OBIETTIVO DELL'ESERCIZIO | Rinomina "Pieri" in "Pierini" e riporta il passo sui romanzi di Piero Pieri da "Nei romanzi di" a "potrebbe mai dire.".

Nei romanzi di Piero Pieri il corpo, nelle varianti espressive della violenza e del sesso, ha sempre un ruolo centrale, anche se con funzioni stilistiche diverse. In La notte di Stalin (Stampa Alternativa 1999) e in Furio (Allori 2004), diventa oggetto di rappresentazione, grottesca e palesemente metaforica; in Vaporidis in carcere (Fernandel 2009) è elemento di denuncia esistenziale e politica; nei Nouveaux Anarchistes (Transeuropa 2010) è segno esplicitamente politico e sociale (con alcune sfumature esistenziali). Il corpo è luogo di incontro, di conflitto, di violenza, di dolcezza, di conoscenza, di mercificazione e spettacolarizzazione (nel senso debordiano del termine). Ed è, sempre, parte di quel sistema comunicativo che Pasolini aveva individuato nella “Realtà”. I corpi che Pieri racconta, dunque, parlano, dicendo cose che il linguaggio verbale non potrebbe mai dire.

RECORD ARCHIVIATI |
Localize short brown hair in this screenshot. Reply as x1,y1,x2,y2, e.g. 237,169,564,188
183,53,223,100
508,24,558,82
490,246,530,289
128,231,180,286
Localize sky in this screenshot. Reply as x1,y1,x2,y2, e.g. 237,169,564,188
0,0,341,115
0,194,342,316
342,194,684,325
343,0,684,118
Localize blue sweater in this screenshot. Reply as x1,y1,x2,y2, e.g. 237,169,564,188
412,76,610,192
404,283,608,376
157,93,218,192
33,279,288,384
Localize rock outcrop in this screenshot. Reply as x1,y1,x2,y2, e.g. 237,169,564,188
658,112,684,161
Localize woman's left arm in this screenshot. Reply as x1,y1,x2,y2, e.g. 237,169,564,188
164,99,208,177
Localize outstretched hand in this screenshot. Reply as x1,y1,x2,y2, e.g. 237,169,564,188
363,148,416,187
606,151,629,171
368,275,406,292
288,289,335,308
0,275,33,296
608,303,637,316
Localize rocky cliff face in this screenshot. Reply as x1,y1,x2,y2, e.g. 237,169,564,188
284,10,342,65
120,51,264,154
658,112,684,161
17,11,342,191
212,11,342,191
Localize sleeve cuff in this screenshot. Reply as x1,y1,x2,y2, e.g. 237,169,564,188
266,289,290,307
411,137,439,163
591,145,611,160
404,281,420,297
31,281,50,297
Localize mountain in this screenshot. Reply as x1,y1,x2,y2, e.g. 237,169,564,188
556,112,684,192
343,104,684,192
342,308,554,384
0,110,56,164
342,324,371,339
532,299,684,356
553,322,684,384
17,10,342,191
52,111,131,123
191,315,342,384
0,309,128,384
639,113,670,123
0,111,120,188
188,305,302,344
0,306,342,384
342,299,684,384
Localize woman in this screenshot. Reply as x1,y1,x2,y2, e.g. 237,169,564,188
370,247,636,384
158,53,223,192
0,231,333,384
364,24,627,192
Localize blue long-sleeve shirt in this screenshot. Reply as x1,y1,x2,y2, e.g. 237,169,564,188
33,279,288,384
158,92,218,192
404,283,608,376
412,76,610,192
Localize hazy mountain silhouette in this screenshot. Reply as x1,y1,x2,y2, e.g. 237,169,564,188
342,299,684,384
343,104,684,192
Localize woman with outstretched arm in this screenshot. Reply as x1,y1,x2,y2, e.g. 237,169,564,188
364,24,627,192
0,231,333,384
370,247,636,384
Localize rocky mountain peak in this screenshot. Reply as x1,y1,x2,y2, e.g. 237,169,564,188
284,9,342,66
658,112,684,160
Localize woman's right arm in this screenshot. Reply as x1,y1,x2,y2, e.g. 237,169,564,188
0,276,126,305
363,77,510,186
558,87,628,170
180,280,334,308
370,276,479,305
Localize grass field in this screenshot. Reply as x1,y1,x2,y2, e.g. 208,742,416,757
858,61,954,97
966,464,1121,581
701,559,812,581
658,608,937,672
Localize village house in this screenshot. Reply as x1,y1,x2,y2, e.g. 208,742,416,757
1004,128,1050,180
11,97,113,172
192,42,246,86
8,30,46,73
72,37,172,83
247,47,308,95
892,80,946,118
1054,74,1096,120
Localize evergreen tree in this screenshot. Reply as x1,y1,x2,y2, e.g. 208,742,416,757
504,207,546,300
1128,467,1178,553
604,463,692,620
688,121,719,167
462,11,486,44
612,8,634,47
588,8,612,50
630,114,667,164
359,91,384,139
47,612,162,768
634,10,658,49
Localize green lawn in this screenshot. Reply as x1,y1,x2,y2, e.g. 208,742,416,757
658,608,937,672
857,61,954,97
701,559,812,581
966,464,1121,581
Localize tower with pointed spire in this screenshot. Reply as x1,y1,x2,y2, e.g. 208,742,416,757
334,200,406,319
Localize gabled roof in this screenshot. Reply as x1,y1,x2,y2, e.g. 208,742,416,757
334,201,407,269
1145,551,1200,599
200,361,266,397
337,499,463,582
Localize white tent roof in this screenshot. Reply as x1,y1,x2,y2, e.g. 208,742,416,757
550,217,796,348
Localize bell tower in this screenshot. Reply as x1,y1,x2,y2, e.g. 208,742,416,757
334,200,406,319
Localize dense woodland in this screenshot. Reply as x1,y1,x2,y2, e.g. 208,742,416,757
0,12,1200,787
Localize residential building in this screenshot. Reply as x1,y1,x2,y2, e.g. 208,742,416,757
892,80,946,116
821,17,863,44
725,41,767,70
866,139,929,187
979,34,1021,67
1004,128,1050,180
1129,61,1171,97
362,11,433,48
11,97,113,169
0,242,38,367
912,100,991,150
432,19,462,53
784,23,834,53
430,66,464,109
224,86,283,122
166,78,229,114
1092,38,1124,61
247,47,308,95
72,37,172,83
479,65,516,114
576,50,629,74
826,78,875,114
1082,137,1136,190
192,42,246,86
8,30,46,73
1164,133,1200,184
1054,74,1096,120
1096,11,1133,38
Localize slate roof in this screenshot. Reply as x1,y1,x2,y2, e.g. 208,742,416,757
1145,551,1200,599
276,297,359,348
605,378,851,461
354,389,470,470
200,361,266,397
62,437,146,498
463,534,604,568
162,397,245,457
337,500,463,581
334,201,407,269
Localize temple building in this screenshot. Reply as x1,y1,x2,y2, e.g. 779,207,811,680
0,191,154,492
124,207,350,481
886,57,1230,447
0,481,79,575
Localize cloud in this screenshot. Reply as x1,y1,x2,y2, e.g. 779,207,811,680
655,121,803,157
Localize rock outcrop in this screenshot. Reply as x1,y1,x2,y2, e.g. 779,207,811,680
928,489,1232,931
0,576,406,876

RISULTATO DELL'ESERCIZIO |
Nei romanzi di Piero Pierini il corpo, nelle varianti espressive della violenza e del sesso, ha sempre un ruolo centrale, anche se con funzioni stilistiche diverse. In La notte di Stalin (Stampa Alternativa 1999) e in Furio (Allori 2004), diventa oggetto di rappresentazione, grottesca e palesemente metaforica; in Vaporidis in carcere (Fernandel 2009) è elemento di denuncia esistenziale e politica; nei Nouveaux Anarchistes (Transeuropa 2010) è segno esplicitamente politico e sociale (con alcune sfumature esistenziali). Il corpo è luogo di incontro, di conflitto, di violenza, di dolcezza, di conoscenza, di mercificazione e spettacolarizzazione (nel senso debordiano del termine). Ed è, sempre, parte di quel sistema comunicativo che Pasolini aveva individuato nella “Realtà”. I corpi che Pierini racconta, dunque, parlano, dicendo cose che il linguaggio verbale non potrebbe mai dire.